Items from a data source

--------------------------------

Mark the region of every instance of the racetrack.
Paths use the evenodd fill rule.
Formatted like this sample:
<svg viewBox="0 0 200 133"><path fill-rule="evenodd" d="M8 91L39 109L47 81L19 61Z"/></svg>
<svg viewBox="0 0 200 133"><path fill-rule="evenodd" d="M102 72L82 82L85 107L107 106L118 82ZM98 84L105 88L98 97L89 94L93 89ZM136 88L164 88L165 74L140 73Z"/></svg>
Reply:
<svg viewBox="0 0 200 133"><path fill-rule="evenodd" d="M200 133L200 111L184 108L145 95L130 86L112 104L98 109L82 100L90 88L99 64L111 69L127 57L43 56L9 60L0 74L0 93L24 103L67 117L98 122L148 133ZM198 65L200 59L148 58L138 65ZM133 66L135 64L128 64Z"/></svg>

--------------------------------

Task instructions:
Find each line in the items above that contains the word "every", and copy those lines out.

Completed task:
Mark the region of every instance of the racetrack.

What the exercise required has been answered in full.